## WHAT YOU WILL DO
(1) Answer these from the passage on Yoruba religion:
(a) How many people were believed in 1989 to participate in the Yoruba religion?
(b) Among which peoples did the Vodun faith originate?
(c) What name is given to the spirits of deceased Indian warriors that Umbanda followers communicate with?
(2) Write the next part of the passage on Yoruba religion and its spread to the Americas, beginning after its final sentence.

## DOCUMENT SECTION
* * * * *

In 1989, it was believed that more than 70 million individuals in Africa and the New World participated in the Yoruba religion in one way or another.

The Vodun faith, which originated amongst a different ethnic group (the Gbe speaking peoples of present-day Benin, Togo, and Ghana), holds influential aspects on the African diaspora in countries such as Haiti and Cuba, also New Orleans, Louisiana in the United States.

In Latin America, Yoruba religion has been in intense Syncretism with Christianity, Indigenous religions and Spiritism since the first arrival of African immigrants. In Brazil, the religion of Umbanda was born from the rich interaction of beliefs that Latin America provided. Followers of Umbanda typically consider themselves Monotheistic, but honor Catholic Saints and Orisha as manifestations from god or as Tutelary deities. Umbanda worship also include elements from Native South American rituals such as the ritual use of Tobacco and communication with the spirits of deceased Indian warriors (Caboclo).

* * * * *

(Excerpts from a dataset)
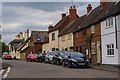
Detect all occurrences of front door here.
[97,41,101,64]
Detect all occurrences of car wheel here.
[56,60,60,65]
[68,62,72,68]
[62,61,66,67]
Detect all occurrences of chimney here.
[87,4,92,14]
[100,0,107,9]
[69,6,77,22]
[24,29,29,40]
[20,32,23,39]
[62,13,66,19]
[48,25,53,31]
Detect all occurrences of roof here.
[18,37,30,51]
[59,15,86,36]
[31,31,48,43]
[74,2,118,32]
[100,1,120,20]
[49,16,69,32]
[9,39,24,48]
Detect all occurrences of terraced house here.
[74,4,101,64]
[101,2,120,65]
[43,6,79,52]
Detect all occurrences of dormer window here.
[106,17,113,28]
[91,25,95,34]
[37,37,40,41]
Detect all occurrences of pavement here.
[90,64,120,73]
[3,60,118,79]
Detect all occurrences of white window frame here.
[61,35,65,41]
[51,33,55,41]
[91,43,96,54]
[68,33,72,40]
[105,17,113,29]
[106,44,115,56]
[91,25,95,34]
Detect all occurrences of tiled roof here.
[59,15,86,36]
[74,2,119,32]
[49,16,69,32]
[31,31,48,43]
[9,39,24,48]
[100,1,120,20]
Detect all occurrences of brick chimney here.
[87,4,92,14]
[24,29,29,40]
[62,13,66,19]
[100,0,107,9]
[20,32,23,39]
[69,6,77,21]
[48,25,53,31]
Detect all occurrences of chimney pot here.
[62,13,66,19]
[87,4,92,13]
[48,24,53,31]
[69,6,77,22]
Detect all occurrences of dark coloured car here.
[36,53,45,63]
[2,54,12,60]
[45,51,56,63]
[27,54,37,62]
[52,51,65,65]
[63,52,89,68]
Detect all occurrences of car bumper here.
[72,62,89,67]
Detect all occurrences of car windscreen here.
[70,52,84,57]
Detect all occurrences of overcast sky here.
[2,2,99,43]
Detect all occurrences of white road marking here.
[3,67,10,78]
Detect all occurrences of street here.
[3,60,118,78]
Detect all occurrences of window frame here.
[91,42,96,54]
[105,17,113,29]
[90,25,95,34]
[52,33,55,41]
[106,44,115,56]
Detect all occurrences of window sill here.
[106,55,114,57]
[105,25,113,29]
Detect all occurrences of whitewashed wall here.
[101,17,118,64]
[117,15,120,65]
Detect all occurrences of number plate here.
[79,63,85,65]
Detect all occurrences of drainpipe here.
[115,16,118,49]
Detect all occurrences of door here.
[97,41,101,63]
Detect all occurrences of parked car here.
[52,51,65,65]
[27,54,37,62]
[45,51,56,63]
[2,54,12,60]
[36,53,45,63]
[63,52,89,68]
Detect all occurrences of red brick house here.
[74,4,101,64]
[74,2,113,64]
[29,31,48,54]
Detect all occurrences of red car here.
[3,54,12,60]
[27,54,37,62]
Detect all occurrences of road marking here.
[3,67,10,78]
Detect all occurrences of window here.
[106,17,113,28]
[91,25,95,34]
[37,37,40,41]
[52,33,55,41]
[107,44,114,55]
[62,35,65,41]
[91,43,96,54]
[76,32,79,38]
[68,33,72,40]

* * * * *

## ANSWERS FOR THE EXERCISE
(1)
(a) More than 70 million individuals in Africa and the New World.
(b) The Gbe speaking peoples of present-day Benin, Togo, and Ghana.
(c) Caboclo.

(2)
In the 1949 documentary Fiestas de Santiago Apóstol en Loíza Aldea, anthropologist Ricardo Alegría noted a similar tendency at Loíza, Puerto Rico, arguing that the affinity between the black population in the municipality and the Catholic saint Santiago Apóstol may derive from the way in which he is depicted as a warrior; a similar theme to some depictions of Shango and Adams. This theory supposed that this resemblance was used by the population as a covert form to honor their ancestral deity.

In the early 21st century, Nigerian migrants have also taken Yoruba religion to Brazil.

===Japan===
Koshikawa Yoshiaki, professor of literature at Meiji University, became the first Japanese person to be initiated as a babalawo in 2013.